In the data that follows, find the line containing "Where can you spot the window"; then quote that line and every line after it, exactly, through the last one.

Entries from a point annotation set:

───

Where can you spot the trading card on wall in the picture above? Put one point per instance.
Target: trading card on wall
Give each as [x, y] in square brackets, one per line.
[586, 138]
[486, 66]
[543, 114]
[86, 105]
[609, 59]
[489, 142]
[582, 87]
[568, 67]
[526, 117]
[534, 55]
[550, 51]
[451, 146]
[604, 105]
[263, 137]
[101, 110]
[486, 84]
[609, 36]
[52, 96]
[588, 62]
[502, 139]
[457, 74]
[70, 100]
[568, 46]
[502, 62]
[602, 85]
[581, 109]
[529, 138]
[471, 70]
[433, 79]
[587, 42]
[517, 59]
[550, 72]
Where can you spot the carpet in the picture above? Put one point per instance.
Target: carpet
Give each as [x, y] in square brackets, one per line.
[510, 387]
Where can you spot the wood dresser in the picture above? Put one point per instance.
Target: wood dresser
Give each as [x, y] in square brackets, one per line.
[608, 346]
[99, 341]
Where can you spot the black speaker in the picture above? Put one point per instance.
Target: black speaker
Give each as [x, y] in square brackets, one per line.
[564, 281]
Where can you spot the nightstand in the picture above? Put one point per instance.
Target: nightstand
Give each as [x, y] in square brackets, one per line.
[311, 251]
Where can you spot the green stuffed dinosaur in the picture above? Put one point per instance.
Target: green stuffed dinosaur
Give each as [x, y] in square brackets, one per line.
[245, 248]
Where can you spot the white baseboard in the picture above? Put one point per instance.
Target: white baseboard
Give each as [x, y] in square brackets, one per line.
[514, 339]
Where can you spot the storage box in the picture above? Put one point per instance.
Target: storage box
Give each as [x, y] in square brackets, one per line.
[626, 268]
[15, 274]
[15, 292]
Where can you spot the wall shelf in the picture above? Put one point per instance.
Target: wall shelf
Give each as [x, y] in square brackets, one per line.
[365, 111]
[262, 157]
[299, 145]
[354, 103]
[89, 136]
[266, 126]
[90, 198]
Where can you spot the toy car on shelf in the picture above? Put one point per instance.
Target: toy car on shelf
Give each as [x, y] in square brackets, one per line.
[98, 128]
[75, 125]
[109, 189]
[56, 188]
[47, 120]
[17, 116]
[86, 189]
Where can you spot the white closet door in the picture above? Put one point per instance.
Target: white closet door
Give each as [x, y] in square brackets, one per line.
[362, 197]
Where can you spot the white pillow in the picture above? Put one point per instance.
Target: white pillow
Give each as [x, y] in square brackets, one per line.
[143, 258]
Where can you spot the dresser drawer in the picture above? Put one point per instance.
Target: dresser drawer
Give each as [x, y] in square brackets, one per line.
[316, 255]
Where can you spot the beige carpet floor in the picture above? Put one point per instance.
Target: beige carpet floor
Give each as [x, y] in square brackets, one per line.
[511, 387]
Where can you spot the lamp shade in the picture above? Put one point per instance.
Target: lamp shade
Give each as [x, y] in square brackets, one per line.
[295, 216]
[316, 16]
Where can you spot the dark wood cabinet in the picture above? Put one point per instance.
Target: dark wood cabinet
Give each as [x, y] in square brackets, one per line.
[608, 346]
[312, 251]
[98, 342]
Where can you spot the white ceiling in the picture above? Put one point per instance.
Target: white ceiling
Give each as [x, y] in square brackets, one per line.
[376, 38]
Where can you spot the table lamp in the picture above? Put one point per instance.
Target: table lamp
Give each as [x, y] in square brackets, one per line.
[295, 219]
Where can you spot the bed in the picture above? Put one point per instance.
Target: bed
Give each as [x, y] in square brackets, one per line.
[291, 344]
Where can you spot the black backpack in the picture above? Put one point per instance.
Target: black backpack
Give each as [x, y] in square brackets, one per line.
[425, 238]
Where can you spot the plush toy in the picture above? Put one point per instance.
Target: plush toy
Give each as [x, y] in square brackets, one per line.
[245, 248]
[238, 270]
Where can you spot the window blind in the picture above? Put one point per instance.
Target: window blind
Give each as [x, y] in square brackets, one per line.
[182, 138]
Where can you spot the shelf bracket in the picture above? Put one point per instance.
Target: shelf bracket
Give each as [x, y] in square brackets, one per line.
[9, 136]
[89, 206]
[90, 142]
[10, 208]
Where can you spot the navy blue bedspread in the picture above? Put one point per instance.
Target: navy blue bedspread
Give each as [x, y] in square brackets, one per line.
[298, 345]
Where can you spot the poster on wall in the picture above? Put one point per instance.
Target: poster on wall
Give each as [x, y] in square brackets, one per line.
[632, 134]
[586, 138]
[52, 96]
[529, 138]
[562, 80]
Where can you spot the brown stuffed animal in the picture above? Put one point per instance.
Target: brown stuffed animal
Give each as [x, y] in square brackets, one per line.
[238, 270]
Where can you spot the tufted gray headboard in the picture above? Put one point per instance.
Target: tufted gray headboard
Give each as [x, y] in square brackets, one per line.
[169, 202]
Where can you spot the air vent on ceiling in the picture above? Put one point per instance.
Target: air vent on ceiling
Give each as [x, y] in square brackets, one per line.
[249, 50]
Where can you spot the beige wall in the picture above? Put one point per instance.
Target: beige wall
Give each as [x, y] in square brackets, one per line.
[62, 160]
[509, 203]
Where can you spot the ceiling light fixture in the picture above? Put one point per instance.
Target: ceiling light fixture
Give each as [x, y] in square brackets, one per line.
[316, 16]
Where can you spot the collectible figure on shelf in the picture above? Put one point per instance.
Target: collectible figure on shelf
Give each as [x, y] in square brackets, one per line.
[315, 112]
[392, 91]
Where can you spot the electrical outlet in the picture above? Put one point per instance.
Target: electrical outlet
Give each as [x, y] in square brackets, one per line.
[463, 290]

───

# FINISHED ANSWER:
Where can you spot the window blind in the picture above? Put one point per instance.
Target: window blind
Give each as [x, y] in square brackets, one per line.
[182, 138]
Where can you spot the shelf bracket in the picture above? Put one point per instance.
Target: shelf bracket
Give each as [x, y] in square brackets, one per line.
[9, 136]
[89, 206]
[90, 142]
[10, 208]
Where can you spot the navy blue bedspread in the picture above? Put one point per instance.
Target: navy blue bedspread
Give each as [x, y] in square brackets, one per line.
[298, 345]
Where can you spot the poster on wall in the picture above? Put one point per instance.
Target: poster on wall
Give each as [x, y] in square brackets, one per line.
[632, 134]
[586, 138]
[52, 96]
[529, 138]
[562, 80]
Where can you spot the brown stuffed animal in the picture above? Put one point per instance.
Target: brown stuffed animal
Give each as [x, y] in square brackets, one per line.
[238, 270]
Where can you spot the tufted gray headboard in the picture above? Put one point per instance.
Target: tufted gray headboard
Give each as [x, y] in square brackets, one per line.
[169, 202]
Where can you spot the air vent on ceiling in the picture above? Put one point per instance.
Target: air vent on ceiling
Give each as [x, y] in square brackets, one per line.
[249, 50]
Where can you spot the beige wall in the picture above? Put one point per instance.
Target: beige wall
Give each as [x, y] in square brackets, one per line.
[62, 160]
[509, 203]
Where can you spot the ceiling light fixture in the picture above? Put one point per instance.
Target: ceiling light fixture
Give each as [x, y] in square brackets, one per line.
[316, 16]
Where can you spot the collectible figure on shelf in the picture above? Put one point per instance.
Target: collectible figure on shelf
Give each as [x, y] in square brackets, one per line.
[315, 112]
[392, 91]
Where can you spot the electrical outlet in the picture above? Put one point per instance.
Target: electrical outlet
Give each as [x, y] in square brackets, one per line.
[463, 290]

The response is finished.